━━━━━ Data for this task

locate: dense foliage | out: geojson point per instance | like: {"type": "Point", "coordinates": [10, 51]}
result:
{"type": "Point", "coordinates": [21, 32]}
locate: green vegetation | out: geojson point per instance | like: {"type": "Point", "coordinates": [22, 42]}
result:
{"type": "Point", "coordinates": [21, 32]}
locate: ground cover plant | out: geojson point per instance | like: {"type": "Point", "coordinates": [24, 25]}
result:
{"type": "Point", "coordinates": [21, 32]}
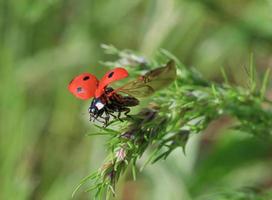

━━━━━━━━━━

> Set exercise: Can you substitute "species" for "plant" in everything from the line containing "locate: ground cover" down to the end of the records and give those lines back with nothing else changed, leaving out the pictures?

> Full answer:
locate: ground cover species | out: geojson point per instance | like: {"type": "Point", "coordinates": [24, 25]}
result:
{"type": "Point", "coordinates": [21, 32]}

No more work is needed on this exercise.